◆ Input material ◆
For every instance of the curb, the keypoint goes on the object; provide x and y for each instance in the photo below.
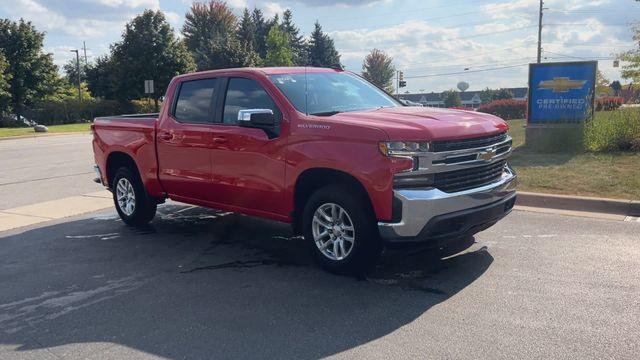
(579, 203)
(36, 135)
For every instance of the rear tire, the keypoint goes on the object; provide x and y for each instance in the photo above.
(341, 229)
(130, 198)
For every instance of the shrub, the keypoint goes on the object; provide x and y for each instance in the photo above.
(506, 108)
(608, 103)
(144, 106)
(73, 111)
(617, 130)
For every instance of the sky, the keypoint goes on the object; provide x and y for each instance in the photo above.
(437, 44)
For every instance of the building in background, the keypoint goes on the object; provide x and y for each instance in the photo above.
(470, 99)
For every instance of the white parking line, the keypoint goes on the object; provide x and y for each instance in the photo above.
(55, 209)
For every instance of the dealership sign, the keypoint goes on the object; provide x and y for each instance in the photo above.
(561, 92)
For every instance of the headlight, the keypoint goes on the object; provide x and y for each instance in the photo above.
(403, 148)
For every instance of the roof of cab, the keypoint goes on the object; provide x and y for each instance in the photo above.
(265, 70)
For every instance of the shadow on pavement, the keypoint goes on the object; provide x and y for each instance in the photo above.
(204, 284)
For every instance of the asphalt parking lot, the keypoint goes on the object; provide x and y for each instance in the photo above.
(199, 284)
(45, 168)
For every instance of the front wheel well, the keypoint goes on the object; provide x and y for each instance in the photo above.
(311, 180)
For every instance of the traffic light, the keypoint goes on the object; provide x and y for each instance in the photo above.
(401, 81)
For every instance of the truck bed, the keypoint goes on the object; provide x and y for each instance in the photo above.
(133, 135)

◆ What the task asks ◆
Make an exact reproduction of the listing above, without any pictures.

◆ Written reply ◆
For every instance of the curb, the keypoint goes on the object; provide x and y for each instance in the photo below.
(579, 203)
(36, 135)
For every instance of the rear tire, the keypoint goes on the object; provide x and y for each instance in the photo above.
(341, 229)
(130, 198)
For every instance of the shrub, the keypoint goes on the object; provide x and y for each instance in the photo above.
(506, 108)
(608, 103)
(144, 106)
(73, 111)
(617, 130)
For every instance of the sky, the keypoint goes on the object; provide x and y for each instance in the photo above.
(437, 44)
For every instance of the building in background, the keypoint goes on the object; provide x and y for each instance in the photo above.
(470, 99)
For every instance of the white parking line, the keypoint goes on the object; provide x and y for each instance in the photo above.
(55, 209)
For every instance of the dealership sign, the keypoint goes on the object; provide x and y for each instance in the photo above.
(561, 92)
For every instance of the headlight, the keypoint goes on the object; provide x and y for each instance in the photo above.
(403, 148)
For every instance of the roof of cab, the keypoint goes on the object; provide x and y for each instance in the photo above.
(265, 70)
For every instance of the shadow on pavement, the keypoint goes on the object; provide x and y for each instance in the photo above.
(204, 284)
For every instance of the asphalt parking lot, the keypoint goes on the object; provide x and y for each instance in the photo above.
(199, 284)
(45, 168)
For every instance of the front wheel well, the keypoint goes on the object; provide x and y for each instance in the photo above.
(311, 180)
For every instance of the traffic light, the keypoint goes on the object; provide x and y for each instance in the photo above.
(401, 81)
For every instance of the truck bed, the keypoint goes on the object; provide x and y for each instance in the photo above.
(133, 135)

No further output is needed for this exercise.